TASK OBJECTIVE:
Print, please, the line that contains "What to detect: dress shirt collar" and each line after it to the end of the entries, unchanged and with nothing else.

Saved entries
▬▬▬
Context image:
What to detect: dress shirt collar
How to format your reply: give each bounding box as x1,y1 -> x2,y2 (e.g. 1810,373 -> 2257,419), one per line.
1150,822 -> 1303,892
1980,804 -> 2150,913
▬▬▬
WRITTEN REPLY:
What to detect: dress shirt collar
How to format your reply: give each bounding box as x1,y1 -> x2,y2 (e.g. 1810,373 -> 2257,419), one per line.
1150,822 -> 1303,892
1980,804 -> 2150,913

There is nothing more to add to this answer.